TAREFAS A REALIZAR:
1. Segundo o texto sobre pobreza multidimensional, quantos domicílios o déficit habitacional no Brasil atingiu em 2019, conforme a Fundação João Pinheiro?
2. Prossiga com o texto sobre pobreza multidimensional a partir da última frase apresentada.

TEXTO EM ESTUDO:
______________________________

É crucial entender que
a pobreza vai além da mera insuficiência de renda. Trata-se de um fenômeno
multidimensional que engloba privações em diversas esferas da vida. O acesso
inadequado à educação, à saúde, à moradia, ao saneamento básico e a outros serviços
essenciais são faces da pobreza que muitas vezes escapam às estatísticas
tradicionais, mas impactam profundamente a qualidade de vida e as oportunidades
dos indivíduos.
Nesse sentido, o
Índice de Pobreza Multidimensional (IPM), desenvolvido pela ONU, oferece uma
visão mais abrangente da pobreza. No Brasil, embora não haja um IPM oficial,
estudos do IPEA utilizando metodologia similar indicam que a pobreza
multidimensional afeta uma parcela significativa da população, mesmo entre
aqueles que não são considerados pobres pela métrica da renda.
O déficit habitacional
é um exemplo claro dessa multidimensionalidade. Segundo a Fundação João
Pinheiro, em 2019, o déficit habitacional no Brasil atingiu 5,876 milhões de
domicílios. Esta carência não apenas reflete a pobreza, mas também a perpetua,
criando um ciclo vicioso de privações que se estende por gerações.
A questão do
saneamento básico é igualmente alarmante. Dados do Sistema Nacional de
Informações sobre Saneamento (SNIS) mostram que, em 2021, apenas 55% da
população brasileira tinha acesso à coleta de esgoto. A falta de saneamento
adequado tem impactos diretos na saúde pública e no meio ambiente, afetando
desproporcionalmente as populações mais vulneráveis.

______________________________

ENTRADAS DO CONJUNTO:
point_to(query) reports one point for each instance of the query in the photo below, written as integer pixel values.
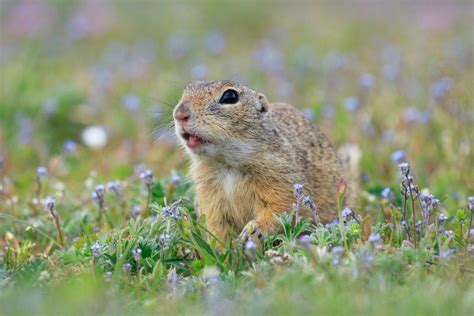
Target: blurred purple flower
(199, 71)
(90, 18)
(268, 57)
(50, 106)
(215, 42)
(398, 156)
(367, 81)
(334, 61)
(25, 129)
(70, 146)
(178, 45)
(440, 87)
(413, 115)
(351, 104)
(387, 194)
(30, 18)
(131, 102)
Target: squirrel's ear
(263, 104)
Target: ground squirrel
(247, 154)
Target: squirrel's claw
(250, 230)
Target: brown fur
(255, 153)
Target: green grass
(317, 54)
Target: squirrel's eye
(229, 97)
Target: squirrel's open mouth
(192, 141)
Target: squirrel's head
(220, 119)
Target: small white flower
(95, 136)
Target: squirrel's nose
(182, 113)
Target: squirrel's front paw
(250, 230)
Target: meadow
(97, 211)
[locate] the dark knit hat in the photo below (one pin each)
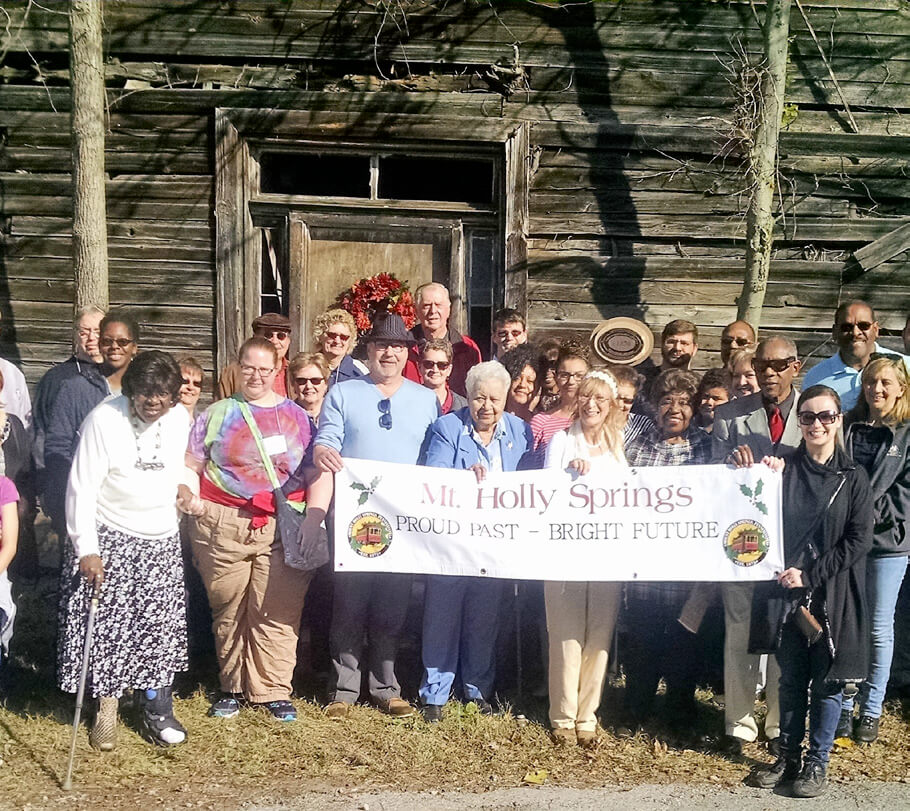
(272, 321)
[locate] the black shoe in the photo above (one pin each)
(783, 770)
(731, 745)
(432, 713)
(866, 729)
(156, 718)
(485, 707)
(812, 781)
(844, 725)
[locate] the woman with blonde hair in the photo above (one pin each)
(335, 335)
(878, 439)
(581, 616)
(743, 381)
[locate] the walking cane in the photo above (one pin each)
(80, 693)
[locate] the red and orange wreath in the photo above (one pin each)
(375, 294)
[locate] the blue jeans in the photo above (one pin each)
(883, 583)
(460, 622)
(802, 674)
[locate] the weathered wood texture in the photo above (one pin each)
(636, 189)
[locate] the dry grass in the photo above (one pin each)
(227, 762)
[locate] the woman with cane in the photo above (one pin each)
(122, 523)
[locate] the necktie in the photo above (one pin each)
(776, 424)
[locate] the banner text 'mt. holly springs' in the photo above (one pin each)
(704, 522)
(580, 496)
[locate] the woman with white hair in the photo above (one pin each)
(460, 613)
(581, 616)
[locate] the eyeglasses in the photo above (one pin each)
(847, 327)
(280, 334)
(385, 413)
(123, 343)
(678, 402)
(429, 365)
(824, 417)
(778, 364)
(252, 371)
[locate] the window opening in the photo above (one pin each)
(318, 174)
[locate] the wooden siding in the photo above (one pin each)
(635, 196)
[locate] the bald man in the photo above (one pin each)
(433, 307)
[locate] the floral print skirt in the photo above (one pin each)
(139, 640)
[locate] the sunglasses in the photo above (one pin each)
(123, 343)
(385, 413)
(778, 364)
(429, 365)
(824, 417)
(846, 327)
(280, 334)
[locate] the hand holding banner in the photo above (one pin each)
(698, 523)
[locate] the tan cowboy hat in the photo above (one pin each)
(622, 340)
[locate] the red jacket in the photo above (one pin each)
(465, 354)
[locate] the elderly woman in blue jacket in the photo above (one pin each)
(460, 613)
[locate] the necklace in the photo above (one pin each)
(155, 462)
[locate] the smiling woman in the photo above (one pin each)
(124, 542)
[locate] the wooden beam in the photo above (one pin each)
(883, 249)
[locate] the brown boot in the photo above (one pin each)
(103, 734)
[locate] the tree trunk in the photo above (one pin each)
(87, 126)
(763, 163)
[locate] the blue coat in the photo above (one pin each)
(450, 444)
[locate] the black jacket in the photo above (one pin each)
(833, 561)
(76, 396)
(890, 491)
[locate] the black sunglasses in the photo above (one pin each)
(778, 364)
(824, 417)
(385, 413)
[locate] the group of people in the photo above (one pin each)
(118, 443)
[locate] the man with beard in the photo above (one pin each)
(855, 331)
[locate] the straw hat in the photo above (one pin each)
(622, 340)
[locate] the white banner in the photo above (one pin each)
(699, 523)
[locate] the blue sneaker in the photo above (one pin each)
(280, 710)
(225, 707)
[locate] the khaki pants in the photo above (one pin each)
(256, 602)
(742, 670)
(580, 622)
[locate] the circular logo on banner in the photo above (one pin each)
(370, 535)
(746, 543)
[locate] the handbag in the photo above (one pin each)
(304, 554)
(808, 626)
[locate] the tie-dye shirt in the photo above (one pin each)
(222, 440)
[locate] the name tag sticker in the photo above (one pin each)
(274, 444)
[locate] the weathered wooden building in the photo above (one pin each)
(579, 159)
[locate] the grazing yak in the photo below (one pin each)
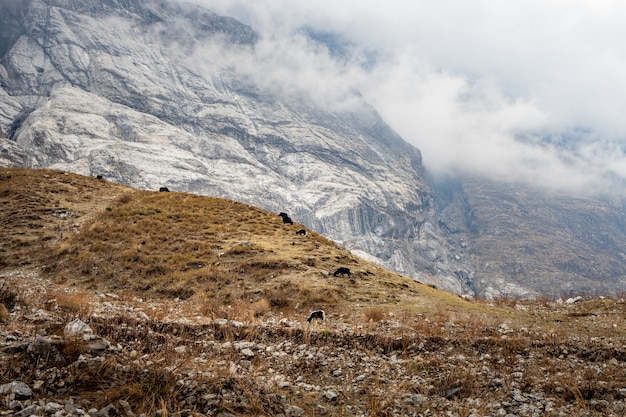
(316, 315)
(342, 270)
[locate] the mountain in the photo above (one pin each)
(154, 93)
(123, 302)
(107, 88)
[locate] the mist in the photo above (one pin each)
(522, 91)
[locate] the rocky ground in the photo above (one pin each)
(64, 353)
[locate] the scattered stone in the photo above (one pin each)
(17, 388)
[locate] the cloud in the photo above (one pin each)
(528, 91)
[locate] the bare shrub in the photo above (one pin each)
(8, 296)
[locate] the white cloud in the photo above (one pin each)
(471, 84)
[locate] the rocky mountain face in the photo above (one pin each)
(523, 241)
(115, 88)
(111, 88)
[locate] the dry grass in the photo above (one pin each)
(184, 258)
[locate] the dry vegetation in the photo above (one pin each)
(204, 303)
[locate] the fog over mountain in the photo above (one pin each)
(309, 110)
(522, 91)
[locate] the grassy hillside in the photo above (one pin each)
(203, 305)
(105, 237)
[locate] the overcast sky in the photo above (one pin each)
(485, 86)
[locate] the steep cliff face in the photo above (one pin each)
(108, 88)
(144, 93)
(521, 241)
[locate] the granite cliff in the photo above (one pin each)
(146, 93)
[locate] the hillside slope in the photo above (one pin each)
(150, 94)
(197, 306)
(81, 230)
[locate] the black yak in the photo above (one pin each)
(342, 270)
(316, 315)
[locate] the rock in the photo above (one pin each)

______________________________

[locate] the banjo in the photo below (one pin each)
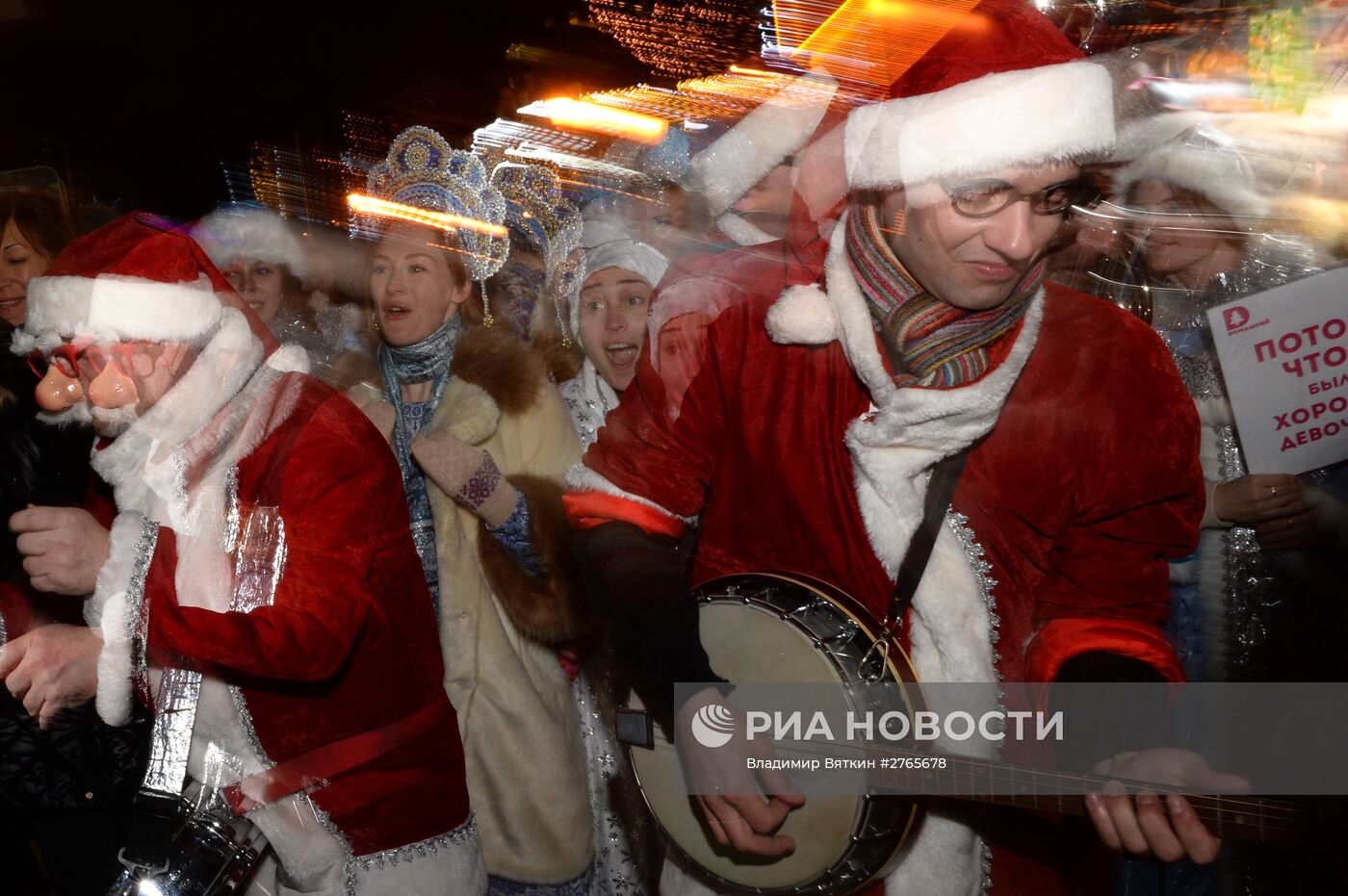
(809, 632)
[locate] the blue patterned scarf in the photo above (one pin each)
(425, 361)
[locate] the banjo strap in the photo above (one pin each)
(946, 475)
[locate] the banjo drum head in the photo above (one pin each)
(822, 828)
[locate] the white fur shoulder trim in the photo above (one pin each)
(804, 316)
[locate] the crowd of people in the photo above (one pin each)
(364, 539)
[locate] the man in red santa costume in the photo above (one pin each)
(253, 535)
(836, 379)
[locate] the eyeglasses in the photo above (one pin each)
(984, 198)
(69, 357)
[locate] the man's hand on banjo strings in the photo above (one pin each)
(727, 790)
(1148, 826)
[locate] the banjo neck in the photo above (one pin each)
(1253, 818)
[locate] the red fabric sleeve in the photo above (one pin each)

______________________________

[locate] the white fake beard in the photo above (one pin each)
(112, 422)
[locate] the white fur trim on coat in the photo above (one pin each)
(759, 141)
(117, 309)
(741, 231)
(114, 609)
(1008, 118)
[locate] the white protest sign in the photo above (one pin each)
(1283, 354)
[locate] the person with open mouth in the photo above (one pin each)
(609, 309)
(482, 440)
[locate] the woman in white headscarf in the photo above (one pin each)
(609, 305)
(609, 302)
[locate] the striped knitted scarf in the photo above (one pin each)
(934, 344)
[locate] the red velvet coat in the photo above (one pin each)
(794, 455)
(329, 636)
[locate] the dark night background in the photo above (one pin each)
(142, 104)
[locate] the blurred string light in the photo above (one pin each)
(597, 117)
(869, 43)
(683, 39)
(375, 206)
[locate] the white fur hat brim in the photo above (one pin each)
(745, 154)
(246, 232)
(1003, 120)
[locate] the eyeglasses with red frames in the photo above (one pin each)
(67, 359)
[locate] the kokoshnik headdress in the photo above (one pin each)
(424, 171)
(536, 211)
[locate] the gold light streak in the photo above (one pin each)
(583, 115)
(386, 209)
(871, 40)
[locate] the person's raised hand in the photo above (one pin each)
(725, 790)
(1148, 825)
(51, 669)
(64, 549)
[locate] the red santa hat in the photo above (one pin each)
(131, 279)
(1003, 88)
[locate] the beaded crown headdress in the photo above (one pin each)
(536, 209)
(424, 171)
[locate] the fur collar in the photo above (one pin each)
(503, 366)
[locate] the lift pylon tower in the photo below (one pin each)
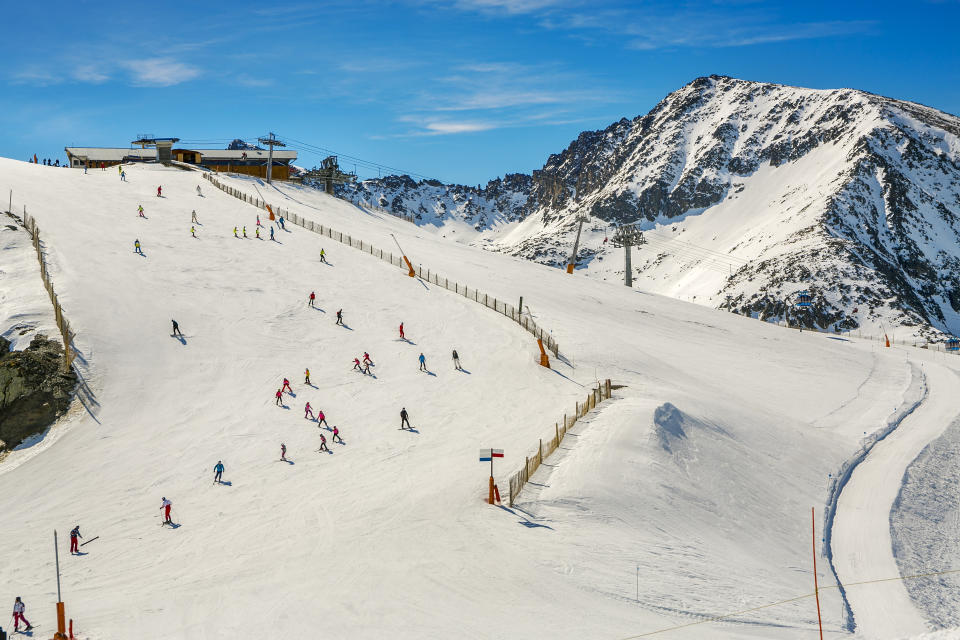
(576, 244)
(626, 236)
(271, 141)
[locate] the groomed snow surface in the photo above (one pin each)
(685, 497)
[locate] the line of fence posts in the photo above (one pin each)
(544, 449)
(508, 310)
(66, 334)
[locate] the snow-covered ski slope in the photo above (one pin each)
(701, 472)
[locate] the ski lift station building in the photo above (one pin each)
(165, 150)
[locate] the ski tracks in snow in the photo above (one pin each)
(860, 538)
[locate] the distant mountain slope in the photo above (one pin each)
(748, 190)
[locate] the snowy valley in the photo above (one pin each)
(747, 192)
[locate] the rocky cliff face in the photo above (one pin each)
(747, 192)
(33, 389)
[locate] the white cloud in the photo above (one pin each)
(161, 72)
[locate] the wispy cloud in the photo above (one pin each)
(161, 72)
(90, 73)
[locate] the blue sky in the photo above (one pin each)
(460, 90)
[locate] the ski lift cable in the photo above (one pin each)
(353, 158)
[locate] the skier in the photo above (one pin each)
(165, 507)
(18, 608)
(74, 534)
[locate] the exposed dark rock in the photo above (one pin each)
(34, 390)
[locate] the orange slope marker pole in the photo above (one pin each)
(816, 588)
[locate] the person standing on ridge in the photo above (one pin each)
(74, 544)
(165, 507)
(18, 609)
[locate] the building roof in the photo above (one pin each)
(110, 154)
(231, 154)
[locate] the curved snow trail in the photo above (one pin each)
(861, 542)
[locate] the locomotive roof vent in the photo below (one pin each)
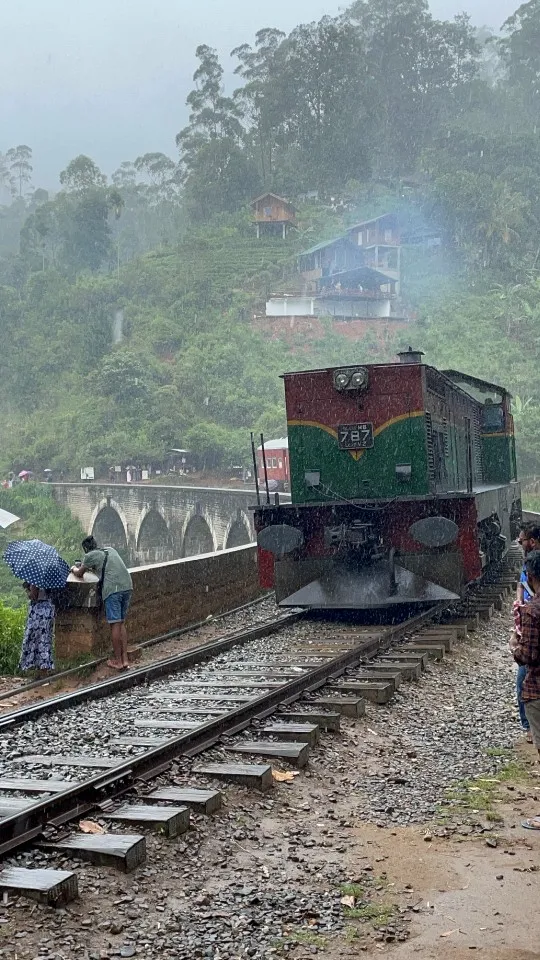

______________________________

LISTA DE RESPOSTAS:
1. 5,876 milhões de domicílios.

2.
A desigualdade
educacional é outro fator crucial na perpetuação da pobreza. Apesar dos avanços
na universalização do acesso ao ensino básico, a qualidade da educação
permanece um desafio. O Índice de Desenvolvimento da Educação Básica (IDEB) de
2021 mostra que o Brasil ainda está longe de atingir metas consideradas
adequadas, especialmente no ensino médio.
A interseccionalidade
entre pobreza, raça e gênero é um aspecto fundamental que não pode ser
ignorado. Dados do IBGE mostram que a pobreza afeta desproporcionalmente a
população negra e as mulheres. Em 2021, 38,6% dos pretos ou pardos viviam
abaixo da linha da pobreza, contra 18,6% dos brancos. As mulheres,
especialmente as negras e chefes de família, estão entre os grupos mais
vulneráveis à pobreza.
O Dia Internacional
para a Erradicação da Pobreza, portanto, deve ser visto como um momento de
reflexão crítica sobre essas múltiplas dimensões da pobreza e da desigualdade
no Brasil. Mais do que isso, deve ser um catalisador para a ação concreta e
para a formulação de políticas públicas efetivas e duradouras.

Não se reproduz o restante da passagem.